_Extract_
________________
Sir James Altham (died 1617) was an English judge and briefly a member of the Parliament of England.  A friend of Lord Chancellor Francis Bacon, Altham opposed Edward Coke but advanced the laws of equity behind the fastness of the Exchequer courts, so long considered almost inferior.  Through advanced Jacobean royalism he helped to prosecute the King's enemies and centralise royal power of taxation.

Early life
Altham was descended from Christopher Altham of Girlington, in the West Riding of Yorkshire. He was the third son of James Altham of Mark Hall, Latton, in Essex, Sheriff of London in 1557–58, and sheriff of Essex in 1570, by Elizabeth Blancke, daughter of Thomas Blancke of London, Haberdasher, and sister of Sir Thomas Blanke, who was Lord Mayor of London in 1583. 
The Blanke family lived at the historic site of Abbot Waltham's house in the London parish of St.Mary-at-Hill.

Altham was educated at Trinity College, Cambridge, entered Gray's Inn in 1575 and was called to the bar in 1581.  He is mentioned in Croke's reports for the first time as arguing a case in the Queen's Bench in 1587.  Shortly before he entered the Commons, he was made an Ancient of Gray's Inn, granting superior status over juniors at the all-important dinners.  In 1589, he was elected M.P. for Bramber in Sussex. For some unknown reason there are no surviving records of Altham's activities during the sessions.  All that has come down is his drafting of seven bills for the Parliament of 1601, during which Robert Cecil, Earl of Salisbury passed some of the most significant social laws of the period.

Legal career
He was appointed reader at Gray's Inn in 1600, and in 1603 double reader (duplex lector). In the same year he was made serjeant-at-law.  On 1 February 1607 he was appointed one of the barons of the exchequer, in succession to Sir John Savile, and knighted.  In 1610, a question having arisen concerning the power of the crown to impose restrictions on trade and industry by proclamation, the two chief justices, the chief baron, and Baron Altham were appointed to consider the matter. The result of their consultation was that they unanimously resolved "that the king by his proclamation cannot create any offence which was not an offence before ...  That the king hath no prerogative but that which the law of the land allows him ... and lastly, that if an offence be not punishable in the Star Chamber, the prohibition of it by proclamation cannot make it punishable there."’

Altham was one of the judges whose opinion was taken in 1611 by Lord Chancellor Ellesmere on the case of the heretics Bartholomew Legate and Edward Wightman, whom Archbishop Abbot wanted burned. Altham was reputed hostile to Edward Coke, who was deliberately not consulted. The two men were burned, one at Smithfield, the other at Burton-upon-Trent.
________________
_Stored entries_
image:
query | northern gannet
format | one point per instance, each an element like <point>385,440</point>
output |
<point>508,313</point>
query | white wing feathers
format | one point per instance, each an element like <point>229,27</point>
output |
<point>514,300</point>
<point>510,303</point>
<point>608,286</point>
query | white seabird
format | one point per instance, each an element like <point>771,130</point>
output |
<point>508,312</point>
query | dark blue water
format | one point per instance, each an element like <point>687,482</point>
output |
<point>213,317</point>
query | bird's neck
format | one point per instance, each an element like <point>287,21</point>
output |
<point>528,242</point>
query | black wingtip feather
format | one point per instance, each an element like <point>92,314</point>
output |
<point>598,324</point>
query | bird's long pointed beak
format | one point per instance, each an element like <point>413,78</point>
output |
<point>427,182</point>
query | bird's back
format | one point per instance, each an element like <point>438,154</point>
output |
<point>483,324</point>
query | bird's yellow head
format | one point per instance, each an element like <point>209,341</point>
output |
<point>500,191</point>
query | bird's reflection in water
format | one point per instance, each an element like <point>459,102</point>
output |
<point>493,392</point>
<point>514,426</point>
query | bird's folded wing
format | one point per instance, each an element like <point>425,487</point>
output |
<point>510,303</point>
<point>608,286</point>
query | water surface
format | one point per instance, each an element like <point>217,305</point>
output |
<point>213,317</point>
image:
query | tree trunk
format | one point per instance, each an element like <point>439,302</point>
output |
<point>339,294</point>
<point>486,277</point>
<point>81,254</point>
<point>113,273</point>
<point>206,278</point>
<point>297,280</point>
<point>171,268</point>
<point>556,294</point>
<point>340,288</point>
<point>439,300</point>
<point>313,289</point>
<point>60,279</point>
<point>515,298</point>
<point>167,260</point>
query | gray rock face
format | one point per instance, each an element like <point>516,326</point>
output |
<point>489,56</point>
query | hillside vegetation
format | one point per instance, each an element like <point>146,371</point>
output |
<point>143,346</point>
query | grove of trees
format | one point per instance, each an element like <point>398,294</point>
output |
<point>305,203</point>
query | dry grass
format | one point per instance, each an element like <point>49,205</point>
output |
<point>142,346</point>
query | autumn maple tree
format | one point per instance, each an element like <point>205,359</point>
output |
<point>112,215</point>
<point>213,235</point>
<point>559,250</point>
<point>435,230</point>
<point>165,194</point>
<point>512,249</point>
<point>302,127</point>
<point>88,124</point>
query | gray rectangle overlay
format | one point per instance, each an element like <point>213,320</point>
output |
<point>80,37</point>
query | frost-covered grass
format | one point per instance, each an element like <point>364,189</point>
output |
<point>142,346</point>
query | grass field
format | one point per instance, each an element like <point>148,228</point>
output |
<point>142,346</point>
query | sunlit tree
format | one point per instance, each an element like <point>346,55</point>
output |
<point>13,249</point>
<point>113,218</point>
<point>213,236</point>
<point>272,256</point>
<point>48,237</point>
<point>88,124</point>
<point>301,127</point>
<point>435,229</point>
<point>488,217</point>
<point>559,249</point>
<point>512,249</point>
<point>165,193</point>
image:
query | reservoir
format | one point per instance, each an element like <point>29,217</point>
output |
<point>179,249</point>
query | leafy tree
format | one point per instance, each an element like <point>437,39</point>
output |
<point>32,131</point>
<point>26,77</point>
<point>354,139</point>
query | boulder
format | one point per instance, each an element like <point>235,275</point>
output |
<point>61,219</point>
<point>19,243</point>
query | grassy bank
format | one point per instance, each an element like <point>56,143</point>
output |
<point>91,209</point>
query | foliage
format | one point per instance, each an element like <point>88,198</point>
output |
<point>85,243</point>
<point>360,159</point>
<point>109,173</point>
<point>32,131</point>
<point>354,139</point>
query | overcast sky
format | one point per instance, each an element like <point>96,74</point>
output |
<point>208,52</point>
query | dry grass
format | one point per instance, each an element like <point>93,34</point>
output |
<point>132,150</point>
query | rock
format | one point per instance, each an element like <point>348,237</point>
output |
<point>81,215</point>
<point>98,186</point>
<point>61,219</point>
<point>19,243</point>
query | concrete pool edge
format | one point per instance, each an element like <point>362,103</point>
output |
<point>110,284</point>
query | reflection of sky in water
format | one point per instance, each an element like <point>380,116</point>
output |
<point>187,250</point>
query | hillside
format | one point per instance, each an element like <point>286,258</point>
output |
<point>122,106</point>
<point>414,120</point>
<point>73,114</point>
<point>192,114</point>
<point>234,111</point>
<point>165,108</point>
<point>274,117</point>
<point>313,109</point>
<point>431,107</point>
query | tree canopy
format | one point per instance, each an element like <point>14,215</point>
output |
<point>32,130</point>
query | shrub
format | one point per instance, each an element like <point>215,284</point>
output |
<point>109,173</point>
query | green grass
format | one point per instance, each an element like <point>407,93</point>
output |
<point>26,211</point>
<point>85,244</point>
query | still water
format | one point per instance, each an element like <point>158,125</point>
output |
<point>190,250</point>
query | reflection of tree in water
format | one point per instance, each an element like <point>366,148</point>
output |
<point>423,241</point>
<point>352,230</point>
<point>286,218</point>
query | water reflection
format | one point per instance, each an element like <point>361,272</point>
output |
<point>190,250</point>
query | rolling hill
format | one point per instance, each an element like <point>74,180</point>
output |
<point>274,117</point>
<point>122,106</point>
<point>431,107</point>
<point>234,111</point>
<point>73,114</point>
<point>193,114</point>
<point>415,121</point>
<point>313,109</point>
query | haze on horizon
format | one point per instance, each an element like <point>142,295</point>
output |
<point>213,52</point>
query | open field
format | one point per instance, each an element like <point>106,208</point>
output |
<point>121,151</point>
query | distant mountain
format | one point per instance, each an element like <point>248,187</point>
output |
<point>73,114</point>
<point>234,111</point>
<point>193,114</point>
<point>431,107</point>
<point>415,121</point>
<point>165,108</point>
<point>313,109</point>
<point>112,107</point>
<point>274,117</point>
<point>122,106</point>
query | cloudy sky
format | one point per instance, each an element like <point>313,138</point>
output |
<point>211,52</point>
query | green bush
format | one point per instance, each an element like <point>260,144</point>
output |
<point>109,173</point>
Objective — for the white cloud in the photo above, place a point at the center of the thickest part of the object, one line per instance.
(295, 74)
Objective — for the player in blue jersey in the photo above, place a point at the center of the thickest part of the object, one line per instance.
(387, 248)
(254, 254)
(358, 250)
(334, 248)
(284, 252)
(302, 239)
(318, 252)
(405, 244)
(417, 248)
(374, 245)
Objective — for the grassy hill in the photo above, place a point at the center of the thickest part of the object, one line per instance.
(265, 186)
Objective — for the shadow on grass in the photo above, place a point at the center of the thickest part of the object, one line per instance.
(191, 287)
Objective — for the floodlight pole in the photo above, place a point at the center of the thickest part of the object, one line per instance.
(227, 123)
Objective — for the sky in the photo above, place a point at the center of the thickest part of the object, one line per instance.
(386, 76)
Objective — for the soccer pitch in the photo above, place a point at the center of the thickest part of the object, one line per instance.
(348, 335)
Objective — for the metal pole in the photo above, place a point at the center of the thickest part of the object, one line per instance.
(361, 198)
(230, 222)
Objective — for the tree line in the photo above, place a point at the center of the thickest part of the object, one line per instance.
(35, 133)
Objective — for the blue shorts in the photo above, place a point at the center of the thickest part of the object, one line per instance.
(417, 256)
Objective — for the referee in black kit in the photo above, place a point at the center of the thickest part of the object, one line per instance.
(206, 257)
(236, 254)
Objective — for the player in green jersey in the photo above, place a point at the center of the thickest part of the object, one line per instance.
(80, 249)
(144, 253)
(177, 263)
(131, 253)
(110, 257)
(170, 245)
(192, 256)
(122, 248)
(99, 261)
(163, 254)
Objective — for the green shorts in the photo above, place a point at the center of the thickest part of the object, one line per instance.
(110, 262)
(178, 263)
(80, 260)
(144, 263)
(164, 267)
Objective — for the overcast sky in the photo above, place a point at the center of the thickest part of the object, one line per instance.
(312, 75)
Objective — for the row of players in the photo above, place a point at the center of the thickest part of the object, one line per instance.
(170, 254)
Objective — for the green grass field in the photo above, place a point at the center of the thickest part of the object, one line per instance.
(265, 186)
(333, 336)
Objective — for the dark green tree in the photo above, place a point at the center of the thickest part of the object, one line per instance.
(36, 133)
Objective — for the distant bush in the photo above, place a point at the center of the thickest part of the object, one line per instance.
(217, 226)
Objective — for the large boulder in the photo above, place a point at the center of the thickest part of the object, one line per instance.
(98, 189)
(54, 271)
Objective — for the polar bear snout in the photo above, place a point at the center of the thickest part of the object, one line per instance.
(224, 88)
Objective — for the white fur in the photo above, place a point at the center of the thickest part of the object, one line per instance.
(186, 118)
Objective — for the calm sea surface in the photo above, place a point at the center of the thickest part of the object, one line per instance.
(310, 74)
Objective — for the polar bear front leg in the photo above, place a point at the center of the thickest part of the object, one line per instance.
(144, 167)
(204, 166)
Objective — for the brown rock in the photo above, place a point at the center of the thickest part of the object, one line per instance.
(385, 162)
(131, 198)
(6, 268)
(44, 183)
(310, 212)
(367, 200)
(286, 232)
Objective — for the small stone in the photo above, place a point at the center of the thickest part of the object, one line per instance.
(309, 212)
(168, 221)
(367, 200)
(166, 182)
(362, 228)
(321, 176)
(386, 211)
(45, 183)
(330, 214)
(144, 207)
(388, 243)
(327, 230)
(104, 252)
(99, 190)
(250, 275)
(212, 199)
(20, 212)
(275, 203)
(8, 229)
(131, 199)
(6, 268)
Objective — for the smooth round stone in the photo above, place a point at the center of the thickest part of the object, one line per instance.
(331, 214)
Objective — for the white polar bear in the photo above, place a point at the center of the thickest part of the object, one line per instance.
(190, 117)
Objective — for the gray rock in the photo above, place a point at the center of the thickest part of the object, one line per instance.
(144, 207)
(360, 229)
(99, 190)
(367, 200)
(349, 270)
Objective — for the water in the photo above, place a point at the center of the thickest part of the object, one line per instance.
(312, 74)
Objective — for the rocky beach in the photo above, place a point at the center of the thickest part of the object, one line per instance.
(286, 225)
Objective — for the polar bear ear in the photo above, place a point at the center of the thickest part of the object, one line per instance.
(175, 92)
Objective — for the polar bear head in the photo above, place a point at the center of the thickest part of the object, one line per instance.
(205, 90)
________________
_Task set_
A - Translate this sentence from the Altham biography into Spanish: "Altham was educated at Trinity College, Cambridge, entered Gray's Inn in 1575 and was called to the bar in 1581."
B - Scale the stored entries from the line containing "query | dark blue water" through the line containing "<point>528,242</point>". Write out only those lines, requests included, and multiply each point coordinate in the answers by 0.7, rounding to whole numbers with halves going up.
The biography of Sir James Altham and the stored entries come from separate, unrelated sources.

_Answers to the tasks_
A - Altham se educó en el Trinity College de Cambridge, ingresó en Gray's Inn en 1575 y fue admitido en la abogacía en 1581.

B -
query | dark blue water
format | one point per instance, each an element like <point>687,482</point>
output |
<point>149,222</point>
query | bird's neck
format | one point per instance, each an element like <point>287,21</point>
output |
<point>370,169</point>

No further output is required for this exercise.